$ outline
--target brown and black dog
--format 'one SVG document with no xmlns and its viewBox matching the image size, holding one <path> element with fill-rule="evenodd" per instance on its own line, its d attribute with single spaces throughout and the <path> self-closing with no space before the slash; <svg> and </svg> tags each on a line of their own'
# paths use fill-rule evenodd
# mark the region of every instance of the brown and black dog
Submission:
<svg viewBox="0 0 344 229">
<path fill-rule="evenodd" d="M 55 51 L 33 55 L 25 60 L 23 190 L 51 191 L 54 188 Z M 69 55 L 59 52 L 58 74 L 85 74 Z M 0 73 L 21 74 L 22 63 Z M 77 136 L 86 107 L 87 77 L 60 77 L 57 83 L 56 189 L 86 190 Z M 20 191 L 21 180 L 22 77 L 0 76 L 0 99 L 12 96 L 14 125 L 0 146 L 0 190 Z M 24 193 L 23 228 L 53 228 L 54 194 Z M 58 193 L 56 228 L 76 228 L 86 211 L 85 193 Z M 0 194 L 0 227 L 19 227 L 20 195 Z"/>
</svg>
...
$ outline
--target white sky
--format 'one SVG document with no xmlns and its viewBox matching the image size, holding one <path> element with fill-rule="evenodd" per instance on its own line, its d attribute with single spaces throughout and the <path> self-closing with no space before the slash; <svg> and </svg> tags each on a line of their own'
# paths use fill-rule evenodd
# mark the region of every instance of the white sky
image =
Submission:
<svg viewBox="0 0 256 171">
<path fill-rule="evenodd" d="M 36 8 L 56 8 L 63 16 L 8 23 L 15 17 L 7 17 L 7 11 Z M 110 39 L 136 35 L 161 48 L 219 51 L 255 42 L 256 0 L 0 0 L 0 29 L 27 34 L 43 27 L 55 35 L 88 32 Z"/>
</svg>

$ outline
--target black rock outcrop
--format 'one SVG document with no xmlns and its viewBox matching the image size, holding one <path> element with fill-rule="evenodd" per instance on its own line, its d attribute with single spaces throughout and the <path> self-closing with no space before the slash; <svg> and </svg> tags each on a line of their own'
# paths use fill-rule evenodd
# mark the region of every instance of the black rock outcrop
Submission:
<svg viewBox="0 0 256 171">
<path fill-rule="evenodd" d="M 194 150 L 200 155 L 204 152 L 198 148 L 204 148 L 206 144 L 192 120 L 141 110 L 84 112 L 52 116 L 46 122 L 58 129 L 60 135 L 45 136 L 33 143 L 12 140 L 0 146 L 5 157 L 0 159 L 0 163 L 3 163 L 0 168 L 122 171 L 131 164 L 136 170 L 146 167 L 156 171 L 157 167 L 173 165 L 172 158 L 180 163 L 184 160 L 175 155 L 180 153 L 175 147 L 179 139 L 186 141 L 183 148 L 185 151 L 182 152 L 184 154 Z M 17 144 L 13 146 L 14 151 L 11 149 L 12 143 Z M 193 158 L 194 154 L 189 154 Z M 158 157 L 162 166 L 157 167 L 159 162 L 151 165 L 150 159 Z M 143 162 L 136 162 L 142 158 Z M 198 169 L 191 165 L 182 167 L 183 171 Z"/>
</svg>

= To be done =
Which lines in the rows above contain the word "outcrop"? Report each of those lines in full.

= Final answer =
--target black rock outcrop
# mark the region of every instance of the black rock outcrop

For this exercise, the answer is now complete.